§ **GIVEN TASK 1**
From the records, retype the lines between the one holding "Where can the paved" and the one holding "<point>211,69</point>", inclusive, and leave the pictures out.
§ **GIVEN TASK 2**
Continue the forum thread on amplifier output resistors from its final sentence.

— start SOURCE EXCERPT —

Seems to be one in series directly before output.
No actual markings or identification to get a brand i can see. I guess i will finish my build, add a 90 nf or thereabouts capacitor across amp input, and measure response. Ive got a minidsp and measurement microphone after all 🙂
The resistors are the ones below, with white markings. Looks like there is a LCLC filter before the output. Plain black is usually inductor or ferrite bead.
But before that, you have two 270R resistors in serie with the output, with a muting transistor in between. That's your 540R output impedance, plus some resistance in the inductors or ferrite afterwards.
But before that, you have two 270R resistors in serie with the output, with a muting transistor in between. That's your 540R output impedance, plus some resistance in the inductors or ferrite afterwards.
can you tell of the 4 digit resistors are 2 sig fig plus a multiplier (number of zeros)?
or as written with 3 sig fig.
Are the 4 digit resistors 3 sig fig plus multilpier?
or as written with 3 sig fig.
Are the 4 digit resistors 3 sig fig plus multilpier?
typo, note to self. Must try harder.
should have said:
can you tell if the 3 digit resistors are 2 sig fig plus a multiplier (number of zeros)?
or as written with 3 sig fig?
Are the 4 digit resistors 3 sig fig plus a multilpier?
Why does it matter ? From the output pin of the opamp, you've got only those two "271" resistors in serie with the output. Whatever the marking code, the value is the same.
There's a "30c" resistor to gnd after the coupling cap, that's 20k, but it doesn't affect the output impedance. The "511" is clearly tied to the muting transistors, not important either.
The "1502" and "2002" are in the feedback loop of the opamp and aren't relevant either.
There's a "30c" resistor to gnd after the coupling cap, that's 20k, but it doesn't affect the output impedance. The "511" is clearly tied to the muting transistors, not important either.
The "1502" and "2002" are in the feedback loop of the opamp and aren't relevant either.
ok so i thought i had got this all sorted.. then, in bed last night (ok it took me ages to sleep) i realised something which means either i dont understand properly, or i have a major design issue.

— end SOURCE EXCERPT —
— start EXERCISE INPUT —

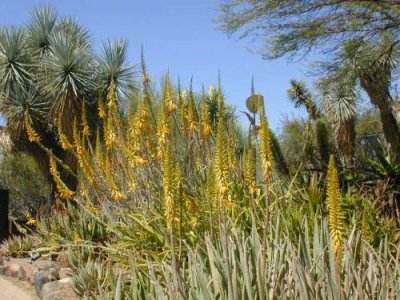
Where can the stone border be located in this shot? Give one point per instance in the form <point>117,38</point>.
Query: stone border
<point>51,279</point>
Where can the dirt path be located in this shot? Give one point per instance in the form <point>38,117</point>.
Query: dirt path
<point>12,290</point>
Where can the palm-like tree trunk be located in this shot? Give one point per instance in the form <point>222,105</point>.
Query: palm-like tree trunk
<point>376,84</point>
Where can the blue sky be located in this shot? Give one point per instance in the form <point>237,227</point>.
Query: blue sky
<point>179,36</point>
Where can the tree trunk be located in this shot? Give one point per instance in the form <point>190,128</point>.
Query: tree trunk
<point>376,84</point>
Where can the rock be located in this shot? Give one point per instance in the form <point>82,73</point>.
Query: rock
<point>65,272</point>
<point>43,277</point>
<point>58,290</point>
<point>15,270</point>
<point>62,260</point>
<point>30,271</point>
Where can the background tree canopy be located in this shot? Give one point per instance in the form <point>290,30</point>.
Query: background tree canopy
<point>359,40</point>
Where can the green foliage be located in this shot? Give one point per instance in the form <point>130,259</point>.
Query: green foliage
<point>18,246</point>
<point>28,188</point>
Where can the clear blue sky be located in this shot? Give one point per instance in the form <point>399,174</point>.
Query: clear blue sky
<point>179,36</point>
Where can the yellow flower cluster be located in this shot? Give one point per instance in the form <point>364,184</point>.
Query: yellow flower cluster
<point>334,203</point>
<point>63,191</point>
<point>33,136</point>
<point>265,148</point>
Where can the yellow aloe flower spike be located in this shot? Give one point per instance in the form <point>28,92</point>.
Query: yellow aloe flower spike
<point>33,136</point>
<point>101,108</point>
<point>265,148</point>
<point>334,203</point>
<point>63,191</point>
<point>85,125</point>
<point>169,187</point>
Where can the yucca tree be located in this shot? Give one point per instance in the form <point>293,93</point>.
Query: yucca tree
<point>48,69</point>
<point>340,103</point>
<point>373,66</point>
<point>301,97</point>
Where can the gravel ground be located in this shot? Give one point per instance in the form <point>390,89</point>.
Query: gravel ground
<point>15,290</point>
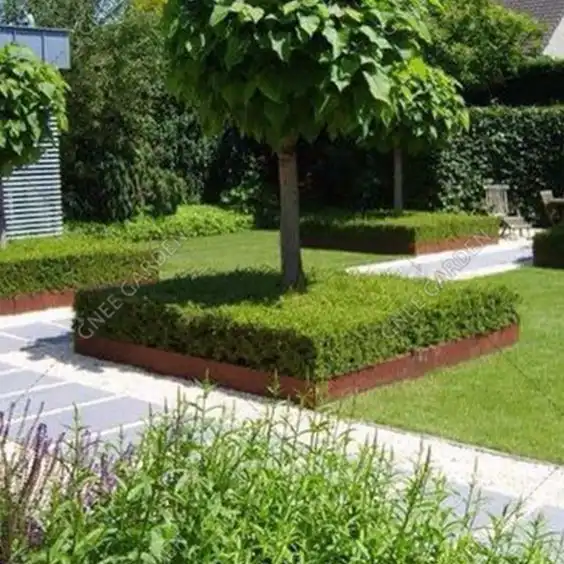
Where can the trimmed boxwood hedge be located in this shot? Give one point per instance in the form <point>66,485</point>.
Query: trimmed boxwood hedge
<point>388,232</point>
<point>548,247</point>
<point>72,262</point>
<point>341,324</point>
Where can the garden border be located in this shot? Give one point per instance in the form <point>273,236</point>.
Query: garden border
<point>261,383</point>
<point>394,245</point>
<point>37,301</point>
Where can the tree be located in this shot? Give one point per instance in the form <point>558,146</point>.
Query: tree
<point>31,93</point>
<point>280,71</point>
<point>428,113</point>
<point>481,42</point>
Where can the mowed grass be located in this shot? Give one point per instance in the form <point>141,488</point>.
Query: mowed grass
<point>511,401</point>
<point>252,249</point>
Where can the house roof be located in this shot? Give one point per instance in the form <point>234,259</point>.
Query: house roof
<point>548,12</point>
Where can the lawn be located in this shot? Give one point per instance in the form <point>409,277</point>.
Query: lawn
<point>252,249</point>
<point>512,401</point>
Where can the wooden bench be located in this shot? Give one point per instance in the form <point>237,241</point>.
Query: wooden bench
<point>497,203</point>
<point>554,206</point>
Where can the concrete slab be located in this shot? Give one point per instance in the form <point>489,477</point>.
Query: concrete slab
<point>22,381</point>
<point>38,332</point>
<point>98,417</point>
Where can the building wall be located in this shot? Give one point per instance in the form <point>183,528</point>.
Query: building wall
<point>32,197</point>
<point>555,47</point>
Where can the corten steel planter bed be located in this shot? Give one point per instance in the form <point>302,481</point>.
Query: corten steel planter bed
<point>38,301</point>
<point>311,394</point>
<point>390,244</point>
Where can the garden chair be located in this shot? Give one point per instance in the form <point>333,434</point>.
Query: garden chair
<point>554,206</point>
<point>497,203</point>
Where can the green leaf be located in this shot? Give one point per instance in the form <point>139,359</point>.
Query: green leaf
<point>334,40</point>
<point>339,78</point>
<point>378,85</point>
<point>219,13</point>
<point>290,7</point>
<point>270,87</point>
<point>280,43</point>
<point>310,24</point>
<point>253,13</point>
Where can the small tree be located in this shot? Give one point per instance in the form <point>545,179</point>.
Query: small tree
<point>428,113</point>
<point>481,42</point>
<point>31,92</point>
<point>283,70</point>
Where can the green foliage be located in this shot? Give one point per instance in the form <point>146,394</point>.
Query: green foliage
<point>281,71</point>
<point>518,146</point>
<point>188,222</point>
<point>69,263</point>
<point>539,81</point>
<point>548,247</point>
<point>204,488</point>
<point>343,323</point>
<point>31,92</point>
<point>481,42</point>
<point>388,231</point>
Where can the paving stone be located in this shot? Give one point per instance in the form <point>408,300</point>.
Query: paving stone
<point>553,517</point>
<point>492,504</point>
<point>39,332</point>
<point>8,344</point>
<point>53,398</point>
<point>99,417</point>
<point>23,380</point>
<point>129,436</point>
<point>5,367</point>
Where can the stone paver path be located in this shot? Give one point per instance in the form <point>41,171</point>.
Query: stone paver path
<point>37,362</point>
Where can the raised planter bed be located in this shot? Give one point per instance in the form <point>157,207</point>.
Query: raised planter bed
<point>406,233</point>
<point>38,274</point>
<point>36,302</point>
<point>394,245</point>
<point>261,383</point>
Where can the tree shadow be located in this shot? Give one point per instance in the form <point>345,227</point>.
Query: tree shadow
<point>213,289</point>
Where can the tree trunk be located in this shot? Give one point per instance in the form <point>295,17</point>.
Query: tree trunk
<point>290,252</point>
<point>398,180</point>
<point>3,234</point>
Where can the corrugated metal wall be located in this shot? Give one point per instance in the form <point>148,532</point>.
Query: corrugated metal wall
<point>32,197</point>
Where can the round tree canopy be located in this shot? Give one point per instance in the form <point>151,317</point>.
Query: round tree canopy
<point>31,93</point>
<point>279,71</point>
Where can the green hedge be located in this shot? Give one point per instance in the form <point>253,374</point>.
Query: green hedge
<point>521,147</point>
<point>65,263</point>
<point>388,231</point>
<point>548,247</point>
<point>188,222</point>
<point>538,82</point>
<point>343,323</point>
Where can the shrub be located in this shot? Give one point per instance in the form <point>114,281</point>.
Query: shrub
<point>518,146</point>
<point>386,231</point>
<point>69,263</point>
<point>538,81</point>
<point>343,323</point>
<point>200,488</point>
<point>188,222</point>
<point>548,247</point>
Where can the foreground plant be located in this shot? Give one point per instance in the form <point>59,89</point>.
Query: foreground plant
<point>203,487</point>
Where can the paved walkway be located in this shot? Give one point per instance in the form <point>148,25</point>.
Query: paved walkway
<point>37,362</point>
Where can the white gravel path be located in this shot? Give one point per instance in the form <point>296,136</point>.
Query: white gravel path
<point>538,483</point>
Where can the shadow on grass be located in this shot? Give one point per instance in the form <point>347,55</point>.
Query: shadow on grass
<point>213,289</point>
<point>205,289</point>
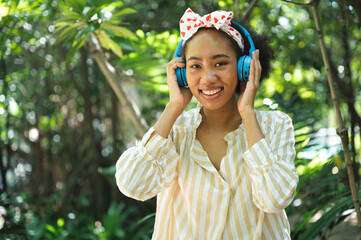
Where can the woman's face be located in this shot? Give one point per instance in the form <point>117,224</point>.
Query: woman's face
<point>211,69</point>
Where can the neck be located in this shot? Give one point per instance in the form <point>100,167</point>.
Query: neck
<point>226,118</point>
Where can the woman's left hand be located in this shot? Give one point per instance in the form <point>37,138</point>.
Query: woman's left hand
<point>249,89</point>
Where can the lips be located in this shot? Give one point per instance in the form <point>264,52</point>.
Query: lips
<point>210,92</point>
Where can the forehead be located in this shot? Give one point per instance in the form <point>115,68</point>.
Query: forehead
<point>209,40</point>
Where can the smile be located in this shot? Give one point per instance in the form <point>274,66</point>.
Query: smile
<point>211,92</point>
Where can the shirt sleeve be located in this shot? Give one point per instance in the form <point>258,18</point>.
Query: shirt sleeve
<point>273,174</point>
<point>146,169</point>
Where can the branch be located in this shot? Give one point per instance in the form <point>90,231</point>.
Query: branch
<point>296,3</point>
<point>110,74</point>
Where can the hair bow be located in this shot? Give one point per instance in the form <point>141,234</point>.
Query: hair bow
<point>220,20</point>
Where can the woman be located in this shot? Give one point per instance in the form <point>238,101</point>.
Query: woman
<point>222,170</point>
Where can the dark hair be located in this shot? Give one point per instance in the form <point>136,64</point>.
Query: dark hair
<point>260,42</point>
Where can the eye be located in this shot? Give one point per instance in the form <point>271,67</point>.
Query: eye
<point>195,66</point>
<point>221,64</point>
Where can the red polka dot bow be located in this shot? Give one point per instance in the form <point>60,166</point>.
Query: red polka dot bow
<point>221,20</point>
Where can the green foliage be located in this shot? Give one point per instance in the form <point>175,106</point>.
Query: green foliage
<point>101,18</point>
<point>61,130</point>
<point>23,223</point>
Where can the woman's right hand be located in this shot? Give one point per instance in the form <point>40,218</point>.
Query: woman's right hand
<point>179,97</point>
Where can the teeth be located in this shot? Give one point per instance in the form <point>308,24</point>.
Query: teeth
<point>211,92</point>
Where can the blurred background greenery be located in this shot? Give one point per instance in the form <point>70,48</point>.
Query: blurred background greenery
<point>80,81</point>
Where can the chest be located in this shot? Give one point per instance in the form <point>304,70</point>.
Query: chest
<point>214,145</point>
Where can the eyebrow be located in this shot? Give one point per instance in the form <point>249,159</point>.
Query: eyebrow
<point>221,55</point>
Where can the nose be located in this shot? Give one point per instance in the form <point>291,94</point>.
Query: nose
<point>209,76</point>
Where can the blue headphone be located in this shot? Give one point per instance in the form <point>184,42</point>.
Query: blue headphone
<point>243,64</point>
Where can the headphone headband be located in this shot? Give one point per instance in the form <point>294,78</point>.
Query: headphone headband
<point>243,64</point>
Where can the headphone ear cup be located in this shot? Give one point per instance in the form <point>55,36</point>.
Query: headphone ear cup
<point>243,67</point>
<point>181,77</point>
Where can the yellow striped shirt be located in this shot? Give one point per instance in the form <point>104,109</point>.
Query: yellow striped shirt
<point>245,199</point>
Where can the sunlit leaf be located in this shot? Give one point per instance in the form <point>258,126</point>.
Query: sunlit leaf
<point>108,43</point>
<point>120,31</point>
<point>77,5</point>
<point>124,11</point>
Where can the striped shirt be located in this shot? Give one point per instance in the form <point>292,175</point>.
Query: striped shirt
<point>245,199</point>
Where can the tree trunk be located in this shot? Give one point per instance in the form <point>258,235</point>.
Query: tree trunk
<point>341,129</point>
<point>113,79</point>
<point>3,168</point>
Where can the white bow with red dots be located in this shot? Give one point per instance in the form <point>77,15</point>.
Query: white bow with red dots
<point>220,20</point>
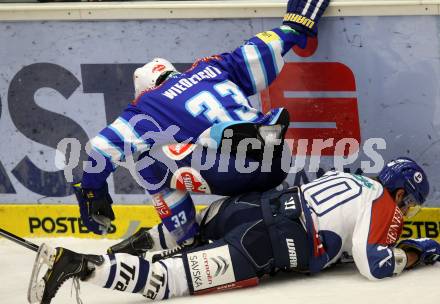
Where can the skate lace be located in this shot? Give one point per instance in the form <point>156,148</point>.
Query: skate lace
<point>77,287</point>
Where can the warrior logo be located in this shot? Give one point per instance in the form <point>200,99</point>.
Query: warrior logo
<point>292,253</point>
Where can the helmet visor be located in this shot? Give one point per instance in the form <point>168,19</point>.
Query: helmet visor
<point>410,206</point>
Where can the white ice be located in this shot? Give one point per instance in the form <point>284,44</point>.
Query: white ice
<point>341,284</point>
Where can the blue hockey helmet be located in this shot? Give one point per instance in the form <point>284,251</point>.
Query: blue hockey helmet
<point>405,173</point>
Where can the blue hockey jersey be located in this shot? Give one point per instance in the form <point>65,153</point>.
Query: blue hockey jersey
<point>210,96</point>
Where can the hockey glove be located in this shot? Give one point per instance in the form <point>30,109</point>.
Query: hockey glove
<point>95,208</point>
<point>427,249</point>
<point>303,15</point>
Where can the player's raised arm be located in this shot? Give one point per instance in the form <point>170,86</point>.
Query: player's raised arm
<point>255,65</point>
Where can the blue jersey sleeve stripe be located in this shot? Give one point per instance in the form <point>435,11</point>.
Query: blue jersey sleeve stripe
<point>276,48</point>
<point>267,63</point>
<point>249,71</point>
<point>255,66</point>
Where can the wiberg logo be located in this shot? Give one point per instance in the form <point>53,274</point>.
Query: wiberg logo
<point>292,253</point>
<point>290,204</point>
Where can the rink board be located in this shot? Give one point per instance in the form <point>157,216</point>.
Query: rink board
<point>64,221</point>
<point>366,78</point>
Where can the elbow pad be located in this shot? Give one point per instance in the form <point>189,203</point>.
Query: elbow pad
<point>400,260</point>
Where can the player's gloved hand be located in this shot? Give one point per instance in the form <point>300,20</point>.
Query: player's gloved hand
<point>303,15</point>
<point>95,208</point>
<point>427,249</point>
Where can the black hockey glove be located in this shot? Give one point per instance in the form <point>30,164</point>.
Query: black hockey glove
<point>428,250</point>
<point>303,15</point>
<point>95,208</point>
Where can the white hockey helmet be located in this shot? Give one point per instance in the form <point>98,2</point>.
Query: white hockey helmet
<point>146,77</point>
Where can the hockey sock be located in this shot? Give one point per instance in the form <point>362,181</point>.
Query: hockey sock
<point>128,273</point>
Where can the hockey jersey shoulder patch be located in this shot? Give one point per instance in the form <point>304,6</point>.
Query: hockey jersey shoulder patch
<point>386,221</point>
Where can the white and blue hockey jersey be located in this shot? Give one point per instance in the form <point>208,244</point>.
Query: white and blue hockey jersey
<point>212,95</point>
<point>354,215</point>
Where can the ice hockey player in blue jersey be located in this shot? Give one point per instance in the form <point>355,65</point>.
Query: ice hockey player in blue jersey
<point>304,229</point>
<point>175,114</point>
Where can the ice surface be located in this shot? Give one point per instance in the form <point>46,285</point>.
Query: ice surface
<point>341,284</point>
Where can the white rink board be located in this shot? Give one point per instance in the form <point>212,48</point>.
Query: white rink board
<point>342,284</point>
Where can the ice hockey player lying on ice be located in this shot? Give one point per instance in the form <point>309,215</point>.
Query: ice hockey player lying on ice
<point>203,103</point>
<point>302,229</point>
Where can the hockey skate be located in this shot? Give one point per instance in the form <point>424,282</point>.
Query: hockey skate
<point>137,244</point>
<point>62,264</point>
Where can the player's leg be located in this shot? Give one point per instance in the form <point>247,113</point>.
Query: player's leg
<point>174,207</point>
<point>217,266</point>
<point>158,238</point>
<point>123,272</point>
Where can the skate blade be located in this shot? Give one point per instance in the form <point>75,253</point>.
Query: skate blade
<point>45,258</point>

— end EXERCISE INPUT —

§ **WRITTEN RESPONSE 1**
Where can the paved walkway be located in this shot? Give one point per instance in the form <point>148,25</point>.
Query: paved walkway
<point>37,362</point>
Where can the white gravel path be located in this shot? Give one point per instance in the form <point>296,136</point>.
Query: white gravel path
<point>538,483</point>
Where can the shadow on grass be located in this shot? Give one point per instance in the form <point>347,55</point>.
Query: shadow on grass
<point>213,289</point>
<point>205,289</point>
Where can the woman's face be located in this shot? Give one point per instance in the form <point>117,224</point>.
Query: woman's face
<point>211,69</point>

§ **WRITTEN RESPONSE 2**
if i connect a capacitor across the input of one of the amps, its electrically equivalent of connecting it across both amp inputs, since they would be wired in parallel to the dac/minidsp output.. so id lose the high end from both amps...?
i assume wiring them in parallel to the dac output is the way to run two amps from one dac output? obviously that would present the dac with a 5kohm impedance rather than 10kohm.. again, a problem? or no?
basically how on earth do i connect two amps to a single source, and lowpass one of them?
also, and testing my understanding here: if the cap appears as a short circuit at higher frequencies, is there a risk to the minidsp output?
if i connect a capacitor across the input of one of the amps, its electrically equivalent of connecting it across both amp inputs, since they would be wired in parallel to the dac/minidsp output.. so id lose the high end from both amps...?
i assume wiring them in parallel to the dac output is the way to run two amps from one dac output? obviously that would present the dac with a 5kohm impedance rather than 10kohm.. again, a problem? or no?
basically how on earth do i connect two amps to a single source, and lowpass one of them?
also, and testing my understanding here: if the cap appears as a short circuit at higher frequencies, is there a risk to the minidsp output?
Then you still have to use a series resistor to the low pass amp, and then the capacitor after it.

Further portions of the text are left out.